Every line in the data must be transcribed exactly.

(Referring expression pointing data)
###
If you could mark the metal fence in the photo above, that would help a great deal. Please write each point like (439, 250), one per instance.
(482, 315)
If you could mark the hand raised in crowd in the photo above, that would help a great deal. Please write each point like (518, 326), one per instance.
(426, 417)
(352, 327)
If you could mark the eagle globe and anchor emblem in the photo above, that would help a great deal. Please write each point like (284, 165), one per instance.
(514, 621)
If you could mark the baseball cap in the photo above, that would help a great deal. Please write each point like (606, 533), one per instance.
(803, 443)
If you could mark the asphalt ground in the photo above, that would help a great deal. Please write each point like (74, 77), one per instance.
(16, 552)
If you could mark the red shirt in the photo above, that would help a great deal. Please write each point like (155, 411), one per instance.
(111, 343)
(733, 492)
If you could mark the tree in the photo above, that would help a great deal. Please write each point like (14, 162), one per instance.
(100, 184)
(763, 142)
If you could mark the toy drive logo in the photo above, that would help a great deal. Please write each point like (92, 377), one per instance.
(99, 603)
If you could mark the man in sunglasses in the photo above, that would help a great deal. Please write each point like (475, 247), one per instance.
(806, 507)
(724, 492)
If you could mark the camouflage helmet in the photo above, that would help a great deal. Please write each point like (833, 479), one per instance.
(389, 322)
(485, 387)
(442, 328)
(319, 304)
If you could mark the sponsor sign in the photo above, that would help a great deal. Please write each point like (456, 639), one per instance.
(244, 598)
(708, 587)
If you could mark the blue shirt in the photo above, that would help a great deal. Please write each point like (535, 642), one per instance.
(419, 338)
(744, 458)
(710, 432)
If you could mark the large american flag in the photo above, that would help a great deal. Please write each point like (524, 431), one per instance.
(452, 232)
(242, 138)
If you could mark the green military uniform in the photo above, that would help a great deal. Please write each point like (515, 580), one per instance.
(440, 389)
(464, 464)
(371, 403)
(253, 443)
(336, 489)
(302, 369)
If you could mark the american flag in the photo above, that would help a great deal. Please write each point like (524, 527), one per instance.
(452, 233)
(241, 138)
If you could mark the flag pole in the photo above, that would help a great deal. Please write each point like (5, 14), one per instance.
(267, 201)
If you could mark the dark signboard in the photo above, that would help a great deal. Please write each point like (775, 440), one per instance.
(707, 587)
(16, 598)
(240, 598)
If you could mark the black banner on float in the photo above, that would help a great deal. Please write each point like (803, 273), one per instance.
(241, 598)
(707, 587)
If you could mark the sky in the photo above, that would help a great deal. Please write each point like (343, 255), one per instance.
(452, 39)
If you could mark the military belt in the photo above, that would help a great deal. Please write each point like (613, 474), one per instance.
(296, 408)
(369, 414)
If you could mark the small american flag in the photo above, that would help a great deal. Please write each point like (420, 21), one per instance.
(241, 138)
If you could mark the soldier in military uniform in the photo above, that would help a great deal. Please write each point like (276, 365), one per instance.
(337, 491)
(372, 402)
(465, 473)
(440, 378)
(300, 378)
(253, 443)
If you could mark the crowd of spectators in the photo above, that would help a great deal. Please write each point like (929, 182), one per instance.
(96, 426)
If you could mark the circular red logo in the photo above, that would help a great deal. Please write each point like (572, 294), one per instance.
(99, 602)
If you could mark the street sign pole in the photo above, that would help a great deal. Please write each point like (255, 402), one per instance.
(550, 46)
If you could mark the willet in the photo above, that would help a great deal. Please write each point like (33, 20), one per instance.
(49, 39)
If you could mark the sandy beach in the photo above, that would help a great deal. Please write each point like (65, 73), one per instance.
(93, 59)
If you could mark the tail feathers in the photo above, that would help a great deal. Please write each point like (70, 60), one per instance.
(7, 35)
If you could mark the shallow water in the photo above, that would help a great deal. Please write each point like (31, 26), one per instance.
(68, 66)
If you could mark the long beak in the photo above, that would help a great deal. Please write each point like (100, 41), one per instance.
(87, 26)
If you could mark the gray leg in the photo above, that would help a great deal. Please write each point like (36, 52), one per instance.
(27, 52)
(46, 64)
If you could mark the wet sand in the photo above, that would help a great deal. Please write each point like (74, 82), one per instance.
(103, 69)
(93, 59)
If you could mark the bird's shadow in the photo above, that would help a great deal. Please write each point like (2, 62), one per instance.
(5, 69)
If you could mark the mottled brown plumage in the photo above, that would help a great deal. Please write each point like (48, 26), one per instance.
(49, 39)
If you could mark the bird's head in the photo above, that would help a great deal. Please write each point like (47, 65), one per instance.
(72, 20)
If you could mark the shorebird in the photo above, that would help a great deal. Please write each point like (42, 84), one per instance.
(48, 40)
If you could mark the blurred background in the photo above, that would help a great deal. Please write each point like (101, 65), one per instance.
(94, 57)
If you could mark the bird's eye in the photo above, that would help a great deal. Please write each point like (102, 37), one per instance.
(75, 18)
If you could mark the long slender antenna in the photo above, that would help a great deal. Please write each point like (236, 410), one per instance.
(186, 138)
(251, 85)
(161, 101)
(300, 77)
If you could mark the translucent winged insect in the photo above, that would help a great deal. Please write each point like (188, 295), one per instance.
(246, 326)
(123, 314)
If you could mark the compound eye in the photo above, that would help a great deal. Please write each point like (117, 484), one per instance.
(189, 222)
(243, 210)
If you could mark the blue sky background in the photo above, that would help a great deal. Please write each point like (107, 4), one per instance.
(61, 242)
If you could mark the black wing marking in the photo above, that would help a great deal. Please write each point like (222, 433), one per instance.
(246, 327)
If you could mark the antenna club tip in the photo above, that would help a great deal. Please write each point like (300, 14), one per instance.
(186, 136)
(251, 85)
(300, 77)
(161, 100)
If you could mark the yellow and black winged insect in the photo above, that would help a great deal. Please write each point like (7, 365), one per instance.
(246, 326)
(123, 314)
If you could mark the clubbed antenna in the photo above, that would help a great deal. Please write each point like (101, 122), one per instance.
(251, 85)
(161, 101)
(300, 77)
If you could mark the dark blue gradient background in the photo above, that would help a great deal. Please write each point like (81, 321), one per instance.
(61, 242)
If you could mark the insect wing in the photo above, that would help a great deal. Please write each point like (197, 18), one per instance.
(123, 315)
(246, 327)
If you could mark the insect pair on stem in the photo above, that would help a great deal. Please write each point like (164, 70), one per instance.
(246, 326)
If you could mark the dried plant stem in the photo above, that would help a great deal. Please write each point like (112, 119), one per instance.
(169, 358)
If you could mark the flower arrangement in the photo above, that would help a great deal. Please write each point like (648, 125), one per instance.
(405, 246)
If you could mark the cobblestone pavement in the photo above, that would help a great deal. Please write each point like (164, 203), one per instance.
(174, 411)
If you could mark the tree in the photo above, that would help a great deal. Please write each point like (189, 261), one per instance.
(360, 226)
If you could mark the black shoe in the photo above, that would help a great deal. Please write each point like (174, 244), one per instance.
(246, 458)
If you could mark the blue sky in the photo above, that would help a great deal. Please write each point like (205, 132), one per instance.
###
Result for this task →
If you could mark the metal fence in the photo above, that would help a great deal. Please write each point like (439, 250), one per instance.
(482, 315)
If you could mark the hand raised in crowd in the photo above, that would help a great deal. Please write each point like (518, 326), one per instance.
(426, 417)
(352, 327)
If you could mark the eagle globe and anchor emblem in the photo above, that would help a great deal. Please write each point like (284, 165), one per instance.
(514, 621)
If you could mark the baseball cap in the photo above, that would help a great deal. Please write each point like (606, 533), one per instance.
(803, 443)
If you could mark the asphalt ground in the photo above, that would help a great deal. Please write each point like (74, 77), one per instance.
(16, 552)
If you could mark the red shirt in the photo above, that would help a great deal. Please write each point like (155, 411), one per instance.
(111, 343)
(733, 492)
If you could mark the tree in the photo above, that would help a great deal. Please write each point like (14, 162), one per instance.
(100, 184)
(763, 142)
If you could mark the toy drive logo in the photo above, that would help a great deal. Please write each point like (92, 377), one per instance.
(99, 603)
If you could mark the man in sunglasses in the photo above, that would help a great deal. Please write each point like (475, 247), one per instance.
(806, 507)
(724, 492)
If you could mark the camouflage helmet in the photo above, that would help a great deal. Please write each point like (833, 479), one per instance.
(389, 322)
(485, 387)
(442, 328)
(319, 304)
If you could mark the sponsor sign in the photo above, that would help a great deal. Please write each point like (456, 639), one per instance.
(244, 598)
(708, 587)
If you could mark the blue shirt in the photo above, that would help a great deal. Please write each point like (535, 642), one per instance.
(419, 338)
(744, 458)
(710, 432)
If you could mark the large american flag in the photo above, that would help a great deal. Please write each point like (524, 431), one per instance.
(452, 232)
(242, 138)
If you could mark the green military uniform in the photo above, that would help a great deal. Please write each point like (515, 580), one per instance.
(440, 389)
(464, 464)
(371, 403)
(253, 443)
(336, 489)
(302, 369)
If you could mark the american flag in the photo above, that would help a great deal. Please write each point like (524, 527), one per instance.
(452, 233)
(241, 138)
If you could mark the flag pole in the photo above, that would help a great deal. Please write each point like (5, 14), one per instance.
(267, 201)
If you could mark the dark signboard in the photo above, that would help a great deal. Please write each point like (775, 440), one per instance.
(707, 587)
(16, 598)
(240, 598)
If you could mark the black banner on float in the photo above, that would help a great deal. Please write each point like (803, 273), one per instance.
(241, 598)
(707, 587)
If you could mark the sky in the photo above, that would help a great deal. Please write each point like (343, 255), one per instance.
(452, 39)
If you could mark the military belt in the photo above, that would help a great deal. Please write each point like (613, 474), one per instance.
(296, 408)
(369, 414)
If you could mark the small american flag in the photo above, that would help a great deal. Please write each point like (420, 21), one per instance.
(241, 138)
If you could mark the soldier in military uniform in the photo above, that would help a great deal. Please write each point like (276, 365), one per instance.
(337, 491)
(372, 402)
(465, 473)
(440, 378)
(300, 378)
(253, 443)
If you could mark the crowd of spectators in the photo above, that would help a great deal. Please write each point like (929, 182), one per instance.
(96, 426)
If you could mark the circular red logo in the photo above, that would help a great deal. Please write each point like (572, 294), one per instance.
(99, 602)
If you could mark the street sign pole in the photo above, that would help a great deal. Please write each point like (255, 402), one per instance.
(550, 46)
If you could mark the willet in the photo above, that would help a great deal. Please write each point like (33, 20), one per instance.
(49, 39)
If you could mark the sandy beach in the photo above, that would help a great deal. Please write each point like (65, 73), one per instance.
(93, 59)
If you could mark the tail feathers in the photo above, that would help a great deal. Please write each point like (70, 60), one per instance.
(7, 35)
If you could mark the shallow water in the photo above, that would help a great deal. Please write each point like (31, 26), one per instance.
(68, 66)
If you could mark the long beak in the photo above, that would help a great deal. Please write each point like (100, 41), one per instance.
(87, 26)
If you could mark the gray leg in the photo above, that would help a great deal. Please write each point like (36, 52), one per instance.
(27, 52)
(46, 64)
If you could mark the wet sand in the photo above, that would help a great deal. Please write each point like (74, 82), one per instance.
(103, 69)
(93, 59)
If you could mark the bird's shadow in the photo above, that would help a great deal. Please write each point like (2, 62), one per instance.
(5, 69)
If you could mark the mottled brown plumage in the photo above, that would help a great deal. Please write each point like (48, 26), one per instance.
(49, 39)
If you could mark the bird's head in the photo above, that would help a great deal. Please write each point like (47, 65), one per instance.
(72, 20)
If you could mark the shorebird in the photo above, that would help a great deal. Please write each point like (42, 84), one per instance.
(48, 40)
If you could mark the blurred background in the photo above, that would help a great deal. Please write each point like (101, 65), one per instance.
(94, 57)
If you could mark the bird's eye in the photo above, that would help a great deal. Please write each point like (102, 37), one per instance.
(75, 18)
If you could mark the long slender antenna in the photo above, that would help a great deal. Please write each point like (236, 410), one per instance.
(186, 138)
(251, 85)
(161, 101)
(300, 77)
If you could mark the translucent winged insect in the photo above, that would help a great deal. Please write each point like (188, 295), one per instance.
(246, 326)
(123, 314)
If you could mark the compound eye in the photo above, that would help a great deal. Please write each point like (117, 484), one per instance.
(189, 222)
(243, 210)
If you could mark the blue sky background in the photo above, that would help a great deal. Please write each point like (107, 4), one per instance.
(61, 242)
If you could mark the black wing marking in the photo above, that would help a great deal. Please write each point like (222, 433), one per instance.
(246, 327)
If you could mark the antenna club tip in the photo above, that would help a great deal. Please write each point like (300, 14), one per instance.
(186, 136)
(251, 85)
(300, 77)
(161, 100)
If you could mark the yellow and black winged insect in the photo above, that would help a great deal. Please write each point like (7, 365), one per instance.
(246, 326)
(123, 314)
If you could mark the clubbed antenna in the photo above, that would help a great deal. Please write each point like (101, 122), one per instance.
(251, 85)
(161, 101)
(300, 77)
If you could mark the dark blue gradient background in the photo above, that would help a great deal. Please write each point like (81, 321), one per instance.
(61, 242)
If you could mark the insect wing in the photo above, that would help a great deal. Please write each point like (197, 18), one per instance.
(123, 315)
(246, 327)
If you could mark the insect pair on stem in the photo above, that would help a great deal. Please write each point like (164, 70), one per instance.
(246, 326)
If you could mark the dried plant stem in the photo above, that would help a great deal. Please write each point like (112, 119), one per instance.
(169, 358)
If you could mark the flower arrangement in the photo above, that would help a great deal. Please write each point like (648, 125), one per instance.
(405, 246)
If you could mark the cobblestone pavement in the photo above, that would help a great deal. Please write each point like (164, 203), one per instance.
(174, 411)
If you could mark the tree in the photo above, that would help a great deal. Please write each point like (189, 261), one per instance.
(360, 226)
If you could mark the black shoe in the photo above, that would help a great deal. Please write each point like (174, 244), one per instance.
(246, 458)
If you could mark the blue sky in the photo above, that would help a great deal. Please write each point like (205, 132), one per instance.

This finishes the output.